Text shown START
Yes, that's my left foot. |
About
two weeks ago, after a lovely visit with friends and hot chocolate with whipped
cream in a coffee bar, I slipped in dog shit and broke my left ankle. I was alone,
in the dark, on a wide street with no other pedestrians around to notice my
predicament. My high tolerance for pain enabled me to get up, walk two blocks
to my car (stopping at a street fountain to wash the shit off my hand) and
drive home using the clutch. Thinking it was only sprained, I wrapped the ankle, took some Advil, and had a bit
of wine.
Three
days later I realized I needed x-rays, and they revealed broken bones on the
inside and outside of my ankle, requiring surgery. I knew I was going to have
to pay for private service since I don’t have Italian health care set up yet
(and probably would not do this sort of surgery in a public hospital anyway)
but I needed to get it done quickly and with a minimal hospital stay. Luckily our
doctor’s office came to the rescue with a very experienced American orthopedic
surgeon specialized in hand and foot surgery and she got me into a private
Catholic hospital close to home. I had
the surgery the next day and spent only
that night in the hospital. In another few days I get to switch from a cast to
a boot and my healing is progressing nicely so far, plus I’m down to only using
Advil for pain. Big sigh of relief, right?
After surgery |
Not
quite. If I didn’t have two fantastic women who help me manage things at home,
who know and understand my mother and her needs, and who were willing to take
turns staying overnight so we had constant coverage, I don’t know what I would
have done. In part you just don’t realize how much you do as a caretaker until
you can’t do it anymore. You cannot even take something out of the fridge and
get it to the counter when you have to walk with crutches.
For
some time my mother had refused to let me order her a rolling walker with a
seat for when she was tired of pushing it around. Now I realized I had to get
one as I couldn’t risk her falling, and I decided I also needed a stool with
wheels to roll around, at least in the kitchen. I also went online to buy cat
litter, and stock up on grocery items that are heavy to carry. We tried
ordering home
delivery from a local restaurant for the first time and were
disappointed by mediocre poke bowls. Our helpers managed all the rest and so we
got through these two weeks with only one slow-motion late night fall as my
mother was heading to bed.
Better stick with Italian food. |
We
also had our Roman friends come to the rescue with a Sunday afternoon visit and
a Christmas lunch feast, picking up our spirits considerably. My sister and her
family cheered us on through FaceTime calls and it made them not seem so far
away. Even though my mother would regularly forget what had happened to me, she
started to catch on when she would see the cast on my foot, and her patience
and concern has been of great comfort.
Text shown END
Listed records START
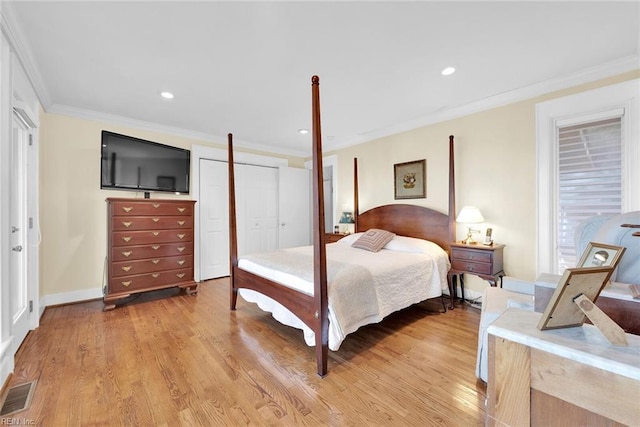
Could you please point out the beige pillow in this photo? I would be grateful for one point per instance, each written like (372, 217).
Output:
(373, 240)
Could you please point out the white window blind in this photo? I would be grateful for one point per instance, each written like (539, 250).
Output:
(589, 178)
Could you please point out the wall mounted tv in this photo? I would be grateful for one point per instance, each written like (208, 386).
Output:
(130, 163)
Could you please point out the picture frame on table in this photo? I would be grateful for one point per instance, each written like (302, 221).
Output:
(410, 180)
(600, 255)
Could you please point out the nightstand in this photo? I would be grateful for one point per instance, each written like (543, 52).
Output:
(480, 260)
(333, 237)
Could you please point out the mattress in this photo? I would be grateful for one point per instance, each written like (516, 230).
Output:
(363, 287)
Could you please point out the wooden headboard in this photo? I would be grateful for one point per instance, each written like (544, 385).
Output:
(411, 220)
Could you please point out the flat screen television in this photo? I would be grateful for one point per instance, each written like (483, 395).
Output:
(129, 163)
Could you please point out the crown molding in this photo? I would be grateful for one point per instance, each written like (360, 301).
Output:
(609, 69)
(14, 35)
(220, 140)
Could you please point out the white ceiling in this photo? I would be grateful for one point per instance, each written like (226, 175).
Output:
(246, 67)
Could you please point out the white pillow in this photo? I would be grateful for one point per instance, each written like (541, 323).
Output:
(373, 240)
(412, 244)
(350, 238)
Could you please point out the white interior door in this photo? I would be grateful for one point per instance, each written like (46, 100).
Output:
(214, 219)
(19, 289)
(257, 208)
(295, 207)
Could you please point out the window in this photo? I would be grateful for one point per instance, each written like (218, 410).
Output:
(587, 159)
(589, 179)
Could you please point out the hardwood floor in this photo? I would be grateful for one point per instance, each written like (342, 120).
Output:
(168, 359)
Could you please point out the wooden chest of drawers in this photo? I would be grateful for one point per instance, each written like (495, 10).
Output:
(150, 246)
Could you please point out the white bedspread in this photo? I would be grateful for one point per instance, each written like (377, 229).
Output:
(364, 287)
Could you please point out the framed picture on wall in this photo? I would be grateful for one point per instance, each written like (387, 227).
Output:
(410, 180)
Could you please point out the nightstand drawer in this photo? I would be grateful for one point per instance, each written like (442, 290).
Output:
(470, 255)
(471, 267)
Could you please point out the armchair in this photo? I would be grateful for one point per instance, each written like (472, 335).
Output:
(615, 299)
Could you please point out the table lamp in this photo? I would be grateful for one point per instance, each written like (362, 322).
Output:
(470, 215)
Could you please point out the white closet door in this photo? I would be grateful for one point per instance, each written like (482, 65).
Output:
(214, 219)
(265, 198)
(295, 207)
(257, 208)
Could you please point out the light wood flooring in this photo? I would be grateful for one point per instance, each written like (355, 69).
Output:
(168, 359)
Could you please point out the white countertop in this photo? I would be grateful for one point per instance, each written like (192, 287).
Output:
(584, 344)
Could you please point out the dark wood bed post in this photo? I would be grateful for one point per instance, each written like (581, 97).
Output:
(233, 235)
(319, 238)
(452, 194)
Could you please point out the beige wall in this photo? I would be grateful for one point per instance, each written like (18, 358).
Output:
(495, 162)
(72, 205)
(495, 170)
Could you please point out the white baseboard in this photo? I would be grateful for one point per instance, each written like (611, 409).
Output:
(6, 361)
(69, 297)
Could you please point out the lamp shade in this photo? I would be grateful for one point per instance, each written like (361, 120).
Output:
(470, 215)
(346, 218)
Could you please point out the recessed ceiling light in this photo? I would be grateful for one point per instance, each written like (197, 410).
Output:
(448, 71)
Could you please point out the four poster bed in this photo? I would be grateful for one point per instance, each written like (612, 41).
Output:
Listed records END
In the account of the broken ankle, where did the writer have the surgery?

Answer: In a private Catholic hospital close to home.